WHAT NEEDS TO BE DONE:
Count the lines of the material that contain the string "mountain" and give only that number.

(Records from a point-labeling set)
━━━━━━━━━━━━━━━━

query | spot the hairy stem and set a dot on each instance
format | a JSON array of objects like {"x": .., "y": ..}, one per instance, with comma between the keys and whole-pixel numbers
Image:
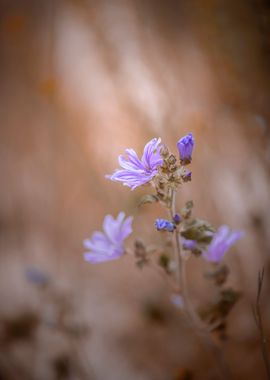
[
  {"x": 258, "y": 320},
  {"x": 199, "y": 326}
]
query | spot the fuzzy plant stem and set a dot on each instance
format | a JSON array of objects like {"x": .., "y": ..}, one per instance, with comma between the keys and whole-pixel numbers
[
  {"x": 199, "y": 326},
  {"x": 259, "y": 323}
]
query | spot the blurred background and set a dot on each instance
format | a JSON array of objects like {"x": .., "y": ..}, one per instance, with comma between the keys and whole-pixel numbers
[{"x": 81, "y": 80}]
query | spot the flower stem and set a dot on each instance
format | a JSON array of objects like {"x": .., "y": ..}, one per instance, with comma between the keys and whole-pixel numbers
[{"x": 199, "y": 326}]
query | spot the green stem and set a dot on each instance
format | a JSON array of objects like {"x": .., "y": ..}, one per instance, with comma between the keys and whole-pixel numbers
[{"x": 199, "y": 326}]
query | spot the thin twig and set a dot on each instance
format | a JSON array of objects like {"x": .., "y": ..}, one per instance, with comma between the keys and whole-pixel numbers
[
  {"x": 258, "y": 320},
  {"x": 199, "y": 326}
]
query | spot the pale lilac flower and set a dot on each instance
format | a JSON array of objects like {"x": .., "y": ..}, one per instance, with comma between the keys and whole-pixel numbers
[
  {"x": 108, "y": 245},
  {"x": 222, "y": 240},
  {"x": 185, "y": 148},
  {"x": 164, "y": 225},
  {"x": 177, "y": 218},
  {"x": 136, "y": 172},
  {"x": 187, "y": 176}
]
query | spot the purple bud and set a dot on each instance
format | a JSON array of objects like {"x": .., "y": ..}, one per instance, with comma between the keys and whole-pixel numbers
[
  {"x": 187, "y": 176},
  {"x": 164, "y": 225},
  {"x": 189, "y": 244},
  {"x": 177, "y": 219},
  {"x": 185, "y": 148}
]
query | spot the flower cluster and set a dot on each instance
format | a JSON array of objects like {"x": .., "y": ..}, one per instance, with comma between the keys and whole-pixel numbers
[{"x": 165, "y": 172}]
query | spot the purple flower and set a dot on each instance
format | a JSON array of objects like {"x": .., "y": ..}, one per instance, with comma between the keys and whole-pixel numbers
[
  {"x": 189, "y": 244},
  {"x": 221, "y": 242},
  {"x": 136, "y": 172},
  {"x": 187, "y": 176},
  {"x": 185, "y": 148},
  {"x": 177, "y": 218},
  {"x": 108, "y": 245},
  {"x": 164, "y": 225}
]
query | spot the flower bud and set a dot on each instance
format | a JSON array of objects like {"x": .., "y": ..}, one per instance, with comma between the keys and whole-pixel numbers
[
  {"x": 189, "y": 244},
  {"x": 185, "y": 148},
  {"x": 164, "y": 151},
  {"x": 164, "y": 225}
]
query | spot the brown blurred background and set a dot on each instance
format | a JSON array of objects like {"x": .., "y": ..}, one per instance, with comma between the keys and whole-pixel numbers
[{"x": 80, "y": 82}]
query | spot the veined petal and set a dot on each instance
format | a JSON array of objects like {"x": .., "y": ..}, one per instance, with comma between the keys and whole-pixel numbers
[
  {"x": 151, "y": 152},
  {"x": 109, "y": 245}
]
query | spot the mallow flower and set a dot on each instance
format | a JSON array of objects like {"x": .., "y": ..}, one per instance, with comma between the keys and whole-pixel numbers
[
  {"x": 164, "y": 225},
  {"x": 136, "y": 172},
  {"x": 185, "y": 147},
  {"x": 222, "y": 240},
  {"x": 109, "y": 244}
]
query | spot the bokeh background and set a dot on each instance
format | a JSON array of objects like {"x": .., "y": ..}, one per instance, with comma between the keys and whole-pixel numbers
[{"x": 80, "y": 82}]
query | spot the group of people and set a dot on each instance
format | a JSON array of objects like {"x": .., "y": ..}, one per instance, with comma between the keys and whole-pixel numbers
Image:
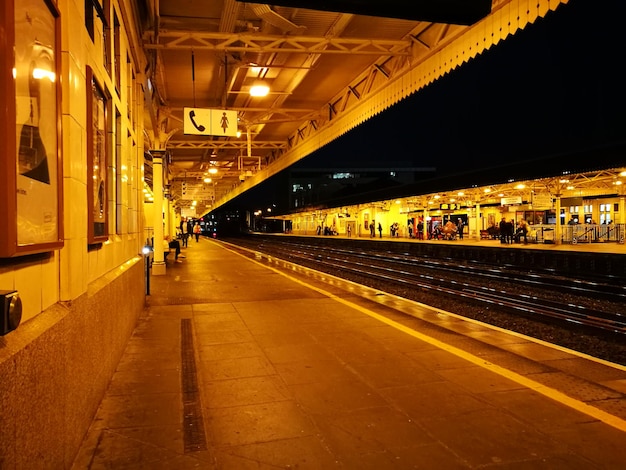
[
  {"x": 509, "y": 233},
  {"x": 187, "y": 229},
  {"x": 372, "y": 226}
]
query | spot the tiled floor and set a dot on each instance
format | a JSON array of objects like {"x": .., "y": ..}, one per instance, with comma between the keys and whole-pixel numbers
[{"x": 286, "y": 371}]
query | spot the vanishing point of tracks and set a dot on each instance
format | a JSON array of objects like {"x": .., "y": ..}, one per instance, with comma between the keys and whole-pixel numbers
[{"x": 578, "y": 306}]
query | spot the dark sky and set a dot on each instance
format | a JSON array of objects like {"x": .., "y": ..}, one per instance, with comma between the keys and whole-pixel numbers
[{"x": 551, "y": 98}]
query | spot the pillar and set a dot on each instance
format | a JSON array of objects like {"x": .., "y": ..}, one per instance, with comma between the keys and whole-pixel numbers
[
  {"x": 557, "y": 229},
  {"x": 158, "y": 264}
]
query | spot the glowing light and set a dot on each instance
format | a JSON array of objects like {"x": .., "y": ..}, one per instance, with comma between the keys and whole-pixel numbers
[
  {"x": 38, "y": 74},
  {"x": 259, "y": 89}
]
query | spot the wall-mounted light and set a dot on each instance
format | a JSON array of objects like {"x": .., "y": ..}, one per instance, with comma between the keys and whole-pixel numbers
[{"x": 10, "y": 311}]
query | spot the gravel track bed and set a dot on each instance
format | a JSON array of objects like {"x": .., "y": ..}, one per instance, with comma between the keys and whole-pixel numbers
[{"x": 604, "y": 346}]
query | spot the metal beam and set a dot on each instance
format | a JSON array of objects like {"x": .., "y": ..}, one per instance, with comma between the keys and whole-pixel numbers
[
  {"x": 218, "y": 145},
  {"x": 260, "y": 43}
]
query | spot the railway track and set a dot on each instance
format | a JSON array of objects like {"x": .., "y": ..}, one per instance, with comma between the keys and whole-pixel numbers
[{"x": 584, "y": 305}]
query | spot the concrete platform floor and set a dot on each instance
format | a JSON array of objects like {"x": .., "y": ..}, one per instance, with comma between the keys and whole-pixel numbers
[{"x": 244, "y": 363}]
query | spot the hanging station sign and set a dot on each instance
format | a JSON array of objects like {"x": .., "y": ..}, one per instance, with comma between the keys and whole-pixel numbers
[{"x": 205, "y": 121}]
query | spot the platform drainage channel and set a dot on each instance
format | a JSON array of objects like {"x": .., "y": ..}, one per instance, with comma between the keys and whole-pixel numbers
[{"x": 193, "y": 425}]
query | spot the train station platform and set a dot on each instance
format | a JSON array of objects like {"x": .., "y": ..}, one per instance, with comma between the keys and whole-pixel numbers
[{"x": 241, "y": 362}]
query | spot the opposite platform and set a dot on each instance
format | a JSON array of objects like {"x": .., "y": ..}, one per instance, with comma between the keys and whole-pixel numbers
[{"x": 241, "y": 363}]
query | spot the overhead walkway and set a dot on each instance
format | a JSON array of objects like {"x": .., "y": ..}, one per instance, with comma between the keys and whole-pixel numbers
[{"x": 239, "y": 363}]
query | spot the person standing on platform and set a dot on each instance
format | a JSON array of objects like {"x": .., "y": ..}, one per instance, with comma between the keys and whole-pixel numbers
[
  {"x": 503, "y": 233},
  {"x": 189, "y": 227}
]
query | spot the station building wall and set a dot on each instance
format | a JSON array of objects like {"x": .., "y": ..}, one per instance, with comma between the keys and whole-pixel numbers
[{"x": 80, "y": 302}]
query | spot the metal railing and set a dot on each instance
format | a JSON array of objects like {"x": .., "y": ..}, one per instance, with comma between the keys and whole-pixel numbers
[{"x": 580, "y": 233}]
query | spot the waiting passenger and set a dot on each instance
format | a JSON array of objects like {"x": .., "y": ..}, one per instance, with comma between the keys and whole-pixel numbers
[
  {"x": 522, "y": 231},
  {"x": 169, "y": 243}
]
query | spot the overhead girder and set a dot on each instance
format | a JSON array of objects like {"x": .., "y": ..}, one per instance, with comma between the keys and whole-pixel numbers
[
  {"x": 224, "y": 145},
  {"x": 264, "y": 43}
]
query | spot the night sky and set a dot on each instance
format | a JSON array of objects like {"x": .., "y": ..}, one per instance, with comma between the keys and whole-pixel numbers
[{"x": 549, "y": 99}]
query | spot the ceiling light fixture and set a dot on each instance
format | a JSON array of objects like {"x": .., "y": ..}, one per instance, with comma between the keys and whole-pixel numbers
[{"x": 259, "y": 89}]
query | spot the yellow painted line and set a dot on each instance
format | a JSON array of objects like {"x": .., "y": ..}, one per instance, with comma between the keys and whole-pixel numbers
[{"x": 551, "y": 393}]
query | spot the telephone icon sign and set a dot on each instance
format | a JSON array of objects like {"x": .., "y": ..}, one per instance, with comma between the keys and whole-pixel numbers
[{"x": 192, "y": 116}]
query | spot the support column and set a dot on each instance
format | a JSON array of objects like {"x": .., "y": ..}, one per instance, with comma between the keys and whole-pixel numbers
[{"x": 158, "y": 265}]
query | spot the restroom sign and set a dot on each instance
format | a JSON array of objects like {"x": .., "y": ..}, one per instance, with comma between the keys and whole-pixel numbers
[{"x": 205, "y": 121}]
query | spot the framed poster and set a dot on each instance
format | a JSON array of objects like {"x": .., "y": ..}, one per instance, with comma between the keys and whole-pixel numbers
[
  {"x": 97, "y": 160},
  {"x": 30, "y": 128}
]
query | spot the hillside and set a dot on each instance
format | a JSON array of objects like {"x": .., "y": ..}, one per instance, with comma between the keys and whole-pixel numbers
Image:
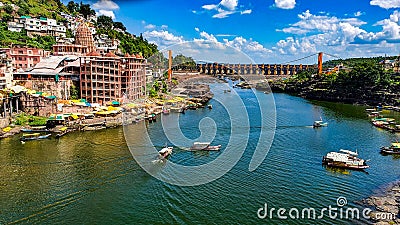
[
  {"x": 10, "y": 9},
  {"x": 45, "y": 8}
]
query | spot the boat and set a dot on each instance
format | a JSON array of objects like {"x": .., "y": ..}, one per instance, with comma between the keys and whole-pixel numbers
[
  {"x": 344, "y": 159},
  {"x": 35, "y": 129},
  {"x": 320, "y": 123},
  {"x": 166, "y": 111},
  {"x": 165, "y": 152},
  {"x": 61, "y": 132},
  {"x": 205, "y": 146},
  {"x": 394, "y": 149},
  {"x": 34, "y": 136},
  {"x": 373, "y": 114}
]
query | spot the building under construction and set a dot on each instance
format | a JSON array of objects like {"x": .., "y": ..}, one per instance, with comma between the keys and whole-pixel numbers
[{"x": 111, "y": 78}]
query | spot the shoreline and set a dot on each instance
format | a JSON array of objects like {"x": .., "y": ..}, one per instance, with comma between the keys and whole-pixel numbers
[
  {"x": 385, "y": 204},
  {"x": 317, "y": 89},
  {"x": 199, "y": 96}
]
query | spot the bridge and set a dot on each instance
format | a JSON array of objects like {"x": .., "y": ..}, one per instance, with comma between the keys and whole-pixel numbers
[{"x": 284, "y": 69}]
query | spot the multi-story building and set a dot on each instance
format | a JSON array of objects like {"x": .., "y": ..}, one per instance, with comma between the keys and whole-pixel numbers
[
  {"x": 108, "y": 78},
  {"x": 24, "y": 57},
  {"x": 5, "y": 71},
  {"x": 38, "y": 26},
  {"x": 105, "y": 44},
  {"x": 69, "y": 49},
  {"x": 54, "y": 75}
]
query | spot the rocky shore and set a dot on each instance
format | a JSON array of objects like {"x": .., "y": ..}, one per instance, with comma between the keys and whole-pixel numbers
[
  {"x": 385, "y": 206},
  {"x": 194, "y": 94},
  {"x": 318, "y": 89}
]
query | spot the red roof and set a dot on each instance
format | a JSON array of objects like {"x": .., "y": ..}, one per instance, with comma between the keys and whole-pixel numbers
[
  {"x": 93, "y": 53},
  {"x": 110, "y": 54}
]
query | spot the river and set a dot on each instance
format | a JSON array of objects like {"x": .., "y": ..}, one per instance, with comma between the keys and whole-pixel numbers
[{"x": 92, "y": 178}]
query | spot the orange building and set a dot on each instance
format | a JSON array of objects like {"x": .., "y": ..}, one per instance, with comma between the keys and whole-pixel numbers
[
  {"x": 24, "y": 57},
  {"x": 112, "y": 78}
]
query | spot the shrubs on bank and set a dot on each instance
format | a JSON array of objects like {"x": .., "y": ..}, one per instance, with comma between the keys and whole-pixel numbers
[{"x": 24, "y": 119}]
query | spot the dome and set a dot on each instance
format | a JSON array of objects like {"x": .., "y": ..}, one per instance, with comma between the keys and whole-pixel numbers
[{"x": 84, "y": 37}]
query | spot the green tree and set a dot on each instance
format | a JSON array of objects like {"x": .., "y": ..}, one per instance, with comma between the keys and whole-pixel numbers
[
  {"x": 105, "y": 22},
  {"x": 72, "y": 7},
  {"x": 86, "y": 11},
  {"x": 119, "y": 25},
  {"x": 6, "y": 17},
  {"x": 8, "y": 8}
]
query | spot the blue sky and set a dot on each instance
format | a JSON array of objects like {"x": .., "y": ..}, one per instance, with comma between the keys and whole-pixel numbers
[{"x": 268, "y": 31}]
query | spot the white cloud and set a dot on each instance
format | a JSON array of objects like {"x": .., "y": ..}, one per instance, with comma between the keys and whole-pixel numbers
[
  {"x": 209, "y": 7},
  {"x": 229, "y": 4},
  {"x": 285, "y": 4},
  {"x": 224, "y": 8},
  {"x": 386, "y": 4},
  {"x": 358, "y": 13},
  {"x": 325, "y": 32},
  {"x": 319, "y": 23},
  {"x": 248, "y": 11},
  {"x": 162, "y": 38},
  {"x": 390, "y": 29},
  {"x": 108, "y": 13},
  {"x": 105, "y": 5},
  {"x": 150, "y": 26},
  {"x": 222, "y": 14}
]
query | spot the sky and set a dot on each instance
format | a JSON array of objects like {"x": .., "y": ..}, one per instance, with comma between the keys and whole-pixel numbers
[{"x": 265, "y": 31}]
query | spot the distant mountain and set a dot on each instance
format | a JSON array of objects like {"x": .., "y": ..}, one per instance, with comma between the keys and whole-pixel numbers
[{"x": 350, "y": 62}]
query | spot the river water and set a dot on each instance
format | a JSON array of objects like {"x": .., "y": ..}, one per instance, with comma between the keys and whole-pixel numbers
[{"x": 92, "y": 178}]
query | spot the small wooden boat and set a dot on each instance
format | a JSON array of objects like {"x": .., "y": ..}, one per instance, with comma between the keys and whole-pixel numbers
[
  {"x": 166, "y": 111},
  {"x": 394, "y": 149},
  {"x": 34, "y": 136},
  {"x": 165, "y": 152},
  {"x": 35, "y": 129},
  {"x": 204, "y": 146},
  {"x": 344, "y": 159},
  {"x": 319, "y": 123},
  {"x": 62, "y": 131}
]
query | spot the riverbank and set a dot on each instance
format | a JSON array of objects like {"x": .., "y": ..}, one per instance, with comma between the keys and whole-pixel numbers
[
  {"x": 320, "y": 89},
  {"x": 385, "y": 206},
  {"x": 191, "y": 96}
]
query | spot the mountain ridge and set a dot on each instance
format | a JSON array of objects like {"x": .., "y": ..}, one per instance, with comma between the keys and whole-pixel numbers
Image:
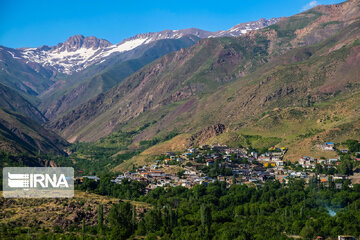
[
  {"x": 79, "y": 52},
  {"x": 170, "y": 90}
]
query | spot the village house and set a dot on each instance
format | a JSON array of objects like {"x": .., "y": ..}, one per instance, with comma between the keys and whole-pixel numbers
[{"x": 328, "y": 146}]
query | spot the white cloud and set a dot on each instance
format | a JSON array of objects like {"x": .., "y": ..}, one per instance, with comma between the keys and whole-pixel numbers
[{"x": 310, "y": 5}]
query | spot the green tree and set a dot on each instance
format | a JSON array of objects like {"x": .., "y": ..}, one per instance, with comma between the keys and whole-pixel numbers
[
  {"x": 206, "y": 219},
  {"x": 100, "y": 217},
  {"x": 120, "y": 218}
]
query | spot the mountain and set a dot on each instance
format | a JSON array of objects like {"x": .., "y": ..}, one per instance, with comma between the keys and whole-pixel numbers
[
  {"x": 298, "y": 63},
  {"x": 79, "y": 52},
  {"x": 12, "y": 100},
  {"x": 28, "y": 77},
  {"x": 81, "y": 87},
  {"x": 19, "y": 134},
  {"x": 57, "y": 79}
]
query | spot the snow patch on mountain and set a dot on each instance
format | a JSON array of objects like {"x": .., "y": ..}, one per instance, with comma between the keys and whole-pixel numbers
[{"x": 80, "y": 52}]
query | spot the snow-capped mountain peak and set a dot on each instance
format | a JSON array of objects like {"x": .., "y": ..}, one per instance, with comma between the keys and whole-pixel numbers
[{"x": 79, "y": 52}]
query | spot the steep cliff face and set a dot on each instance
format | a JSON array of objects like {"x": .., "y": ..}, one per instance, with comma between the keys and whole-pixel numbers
[
  {"x": 277, "y": 66},
  {"x": 19, "y": 134},
  {"x": 10, "y": 99}
]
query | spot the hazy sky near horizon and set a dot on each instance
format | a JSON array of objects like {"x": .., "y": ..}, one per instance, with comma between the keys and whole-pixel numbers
[{"x": 34, "y": 23}]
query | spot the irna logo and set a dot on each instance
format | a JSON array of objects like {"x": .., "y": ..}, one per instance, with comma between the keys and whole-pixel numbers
[{"x": 38, "y": 182}]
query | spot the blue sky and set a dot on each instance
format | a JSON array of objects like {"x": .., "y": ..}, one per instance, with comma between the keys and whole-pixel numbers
[{"x": 25, "y": 23}]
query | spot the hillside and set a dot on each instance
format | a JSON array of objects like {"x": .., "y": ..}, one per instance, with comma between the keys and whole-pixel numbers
[
  {"x": 12, "y": 100},
  {"x": 19, "y": 134},
  {"x": 301, "y": 61},
  {"x": 81, "y": 87}
]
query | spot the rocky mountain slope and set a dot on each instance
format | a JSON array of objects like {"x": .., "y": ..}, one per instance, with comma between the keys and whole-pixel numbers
[
  {"x": 79, "y": 52},
  {"x": 13, "y": 101},
  {"x": 298, "y": 62},
  {"x": 81, "y": 87},
  {"x": 19, "y": 134}
]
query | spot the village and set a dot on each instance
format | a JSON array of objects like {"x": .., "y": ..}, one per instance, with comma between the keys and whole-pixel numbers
[{"x": 206, "y": 164}]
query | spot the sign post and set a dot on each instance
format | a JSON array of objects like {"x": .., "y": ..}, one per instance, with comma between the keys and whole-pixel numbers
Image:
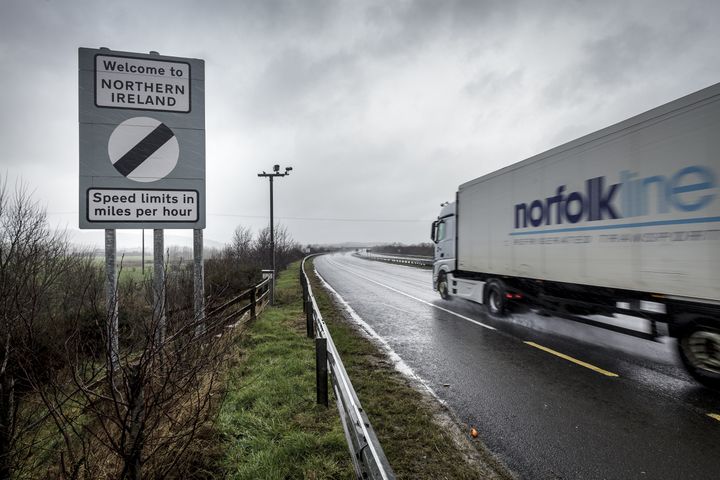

━━━━━━━━━━━━━━━━

RESPONSE TO THE EXERCISE:
6